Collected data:
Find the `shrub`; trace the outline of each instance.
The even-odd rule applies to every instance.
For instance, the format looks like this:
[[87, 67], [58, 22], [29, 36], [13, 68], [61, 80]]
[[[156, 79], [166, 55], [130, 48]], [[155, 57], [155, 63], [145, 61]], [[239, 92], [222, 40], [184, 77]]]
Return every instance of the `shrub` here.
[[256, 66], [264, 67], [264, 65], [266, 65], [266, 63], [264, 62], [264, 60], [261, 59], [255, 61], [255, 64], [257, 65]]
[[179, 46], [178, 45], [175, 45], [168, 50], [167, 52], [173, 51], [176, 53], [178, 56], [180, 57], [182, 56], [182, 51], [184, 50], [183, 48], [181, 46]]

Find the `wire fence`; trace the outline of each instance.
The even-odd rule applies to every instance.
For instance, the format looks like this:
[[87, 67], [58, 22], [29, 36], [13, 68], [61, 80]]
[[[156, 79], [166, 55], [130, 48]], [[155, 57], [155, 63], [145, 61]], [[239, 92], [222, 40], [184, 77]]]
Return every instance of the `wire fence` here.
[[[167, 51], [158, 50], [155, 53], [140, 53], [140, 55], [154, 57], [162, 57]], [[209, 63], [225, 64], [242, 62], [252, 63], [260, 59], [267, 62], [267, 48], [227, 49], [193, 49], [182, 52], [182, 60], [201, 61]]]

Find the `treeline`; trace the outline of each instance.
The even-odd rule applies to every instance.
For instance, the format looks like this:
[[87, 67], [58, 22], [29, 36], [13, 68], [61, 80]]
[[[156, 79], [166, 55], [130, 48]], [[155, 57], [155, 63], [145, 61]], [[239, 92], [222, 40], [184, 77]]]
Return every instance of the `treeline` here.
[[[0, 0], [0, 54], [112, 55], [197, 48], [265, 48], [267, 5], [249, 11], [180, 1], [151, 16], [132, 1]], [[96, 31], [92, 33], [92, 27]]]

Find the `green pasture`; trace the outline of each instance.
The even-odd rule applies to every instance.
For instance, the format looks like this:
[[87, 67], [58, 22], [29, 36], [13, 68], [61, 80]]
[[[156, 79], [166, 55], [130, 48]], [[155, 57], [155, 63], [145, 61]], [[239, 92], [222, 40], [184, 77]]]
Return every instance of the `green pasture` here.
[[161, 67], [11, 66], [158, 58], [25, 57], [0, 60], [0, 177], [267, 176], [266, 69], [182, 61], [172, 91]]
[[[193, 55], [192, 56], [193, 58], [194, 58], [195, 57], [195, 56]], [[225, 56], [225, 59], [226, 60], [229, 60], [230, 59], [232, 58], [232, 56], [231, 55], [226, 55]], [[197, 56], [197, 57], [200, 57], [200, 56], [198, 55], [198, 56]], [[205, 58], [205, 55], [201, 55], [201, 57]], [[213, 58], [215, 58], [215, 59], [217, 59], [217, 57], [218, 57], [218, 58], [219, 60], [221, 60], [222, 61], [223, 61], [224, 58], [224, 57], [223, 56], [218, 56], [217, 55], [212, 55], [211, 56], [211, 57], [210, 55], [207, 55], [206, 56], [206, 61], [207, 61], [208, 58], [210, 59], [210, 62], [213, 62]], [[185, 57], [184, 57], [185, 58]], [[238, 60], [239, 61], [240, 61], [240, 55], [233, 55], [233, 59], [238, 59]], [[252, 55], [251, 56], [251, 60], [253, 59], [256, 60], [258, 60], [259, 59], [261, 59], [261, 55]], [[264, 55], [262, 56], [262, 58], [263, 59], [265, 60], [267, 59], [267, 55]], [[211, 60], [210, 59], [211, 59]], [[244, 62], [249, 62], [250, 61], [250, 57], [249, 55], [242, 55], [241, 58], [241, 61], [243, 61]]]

Short problem: Output all of the data above again, line for line, without changing a single character.

Answer for the task:
Find the `shrub`; trace the outline of each instance.
The even-odd rule applies to every instance.
For instance, the format looks like this:
[[87, 67], [58, 22], [29, 36], [13, 68], [61, 80]]
[[[156, 79], [166, 55], [130, 48]], [[155, 57], [155, 63], [145, 61]], [[239, 92], [222, 40], [184, 77]]]
Return every instance of the `shrub` here.
[[256, 66], [264, 67], [264, 65], [266, 65], [266, 63], [264, 62], [264, 60], [261, 59], [255, 61], [255, 64], [257, 65]]
[[179, 46], [178, 45], [175, 45], [168, 50], [167, 52], [173, 51], [176, 53], [178, 56], [180, 57], [182, 56], [182, 51], [184, 50], [183, 48], [181, 46]]

Find the `wire fence`; trace the outline of each instance.
The even-odd rule applies to every instance.
For instance, the format looks like this:
[[87, 67], [58, 22], [29, 36], [13, 68], [61, 80]]
[[[156, 79], [166, 55], [130, 48]], [[155, 57], [155, 63], [145, 61]], [[239, 92], [222, 40], [184, 77]]]
Return every instance of the `wire fence` here.
[[[167, 51], [158, 50], [155, 53], [140, 53], [140, 55], [154, 57], [162, 57]], [[209, 63], [225, 64], [242, 62], [252, 63], [260, 59], [267, 62], [267, 48], [227, 49], [193, 49], [182, 52], [182, 60], [201, 61]]]

Find the `treeline`; trace the outline of each instance.
The even-odd rule applies to every instance.
For instance, the format looks like this:
[[87, 67], [58, 22], [29, 36], [13, 68], [61, 80]]
[[[156, 79], [166, 55], [130, 48]], [[155, 57], [155, 63], [145, 61]], [[239, 92], [222, 40], [184, 77]]]
Return every instance of the `treeline` here.
[[[0, 0], [0, 54], [112, 55], [197, 48], [265, 48], [267, 5], [249, 11], [180, 1], [151, 16], [132, 1]], [[96, 31], [92, 33], [92, 27]]]

Find the `green pasture`; trace the outline of each instance.
The even-odd rule applies to every instance.
For instance, the format looks like this:
[[87, 67], [58, 22], [29, 36], [13, 68], [61, 80]]
[[[156, 79], [166, 55], [130, 48]], [[155, 57], [155, 63], [145, 61]], [[239, 92], [222, 40], [184, 77]]]
Return every instance of the `green pasture` here.
[[161, 67], [11, 66], [158, 58], [25, 57], [0, 60], [0, 177], [267, 176], [266, 69], [182, 61], [172, 91]]
[[[193, 55], [192, 56], [193, 58], [194, 58], [195, 57], [195, 56]], [[225, 56], [225, 59], [226, 60], [229, 60], [230, 59], [232, 58], [232, 56], [231, 55], [226, 55]], [[197, 56], [197, 57], [200, 57], [200, 56], [198, 55], [198, 56]], [[205, 58], [205, 55], [201, 55], [201, 57]], [[213, 58], [215, 58], [215, 59], [217, 59], [217, 57], [218, 57], [218, 58], [219, 60], [221, 60], [222, 61], [223, 61], [224, 58], [224, 57], [223, 56], [218, 56], [217, 55], [212, 55], [211, 56], [211, 57], [210, 55], [207, 55], [206, 56], [206, 61], [207, 61], [208, 58], [210, 59], [210, 62], [213, 62]], [[185, 57], [184, 57], [185, 58]], [[238, 60], [239, 61], [240, 61], [240, 55], [233, 55], [233, 59], [238, 59]], [[252, 55], [251, 56], [251, 60], [253, 59], [256, 60], [258, 60], [259, 59], [261, 59], [261, 55]], [[264, 55], [262, 56], [262, 58], [263, 59], [265, 60], [267, 59], [267, 55]], [[211, 60], [210, 59], [211, 59]], [[244, 62], [249, 62], [250, 61], [250, 57], [249, 55], [242, 55], [241, 58], [241, 61], [243, 61]]]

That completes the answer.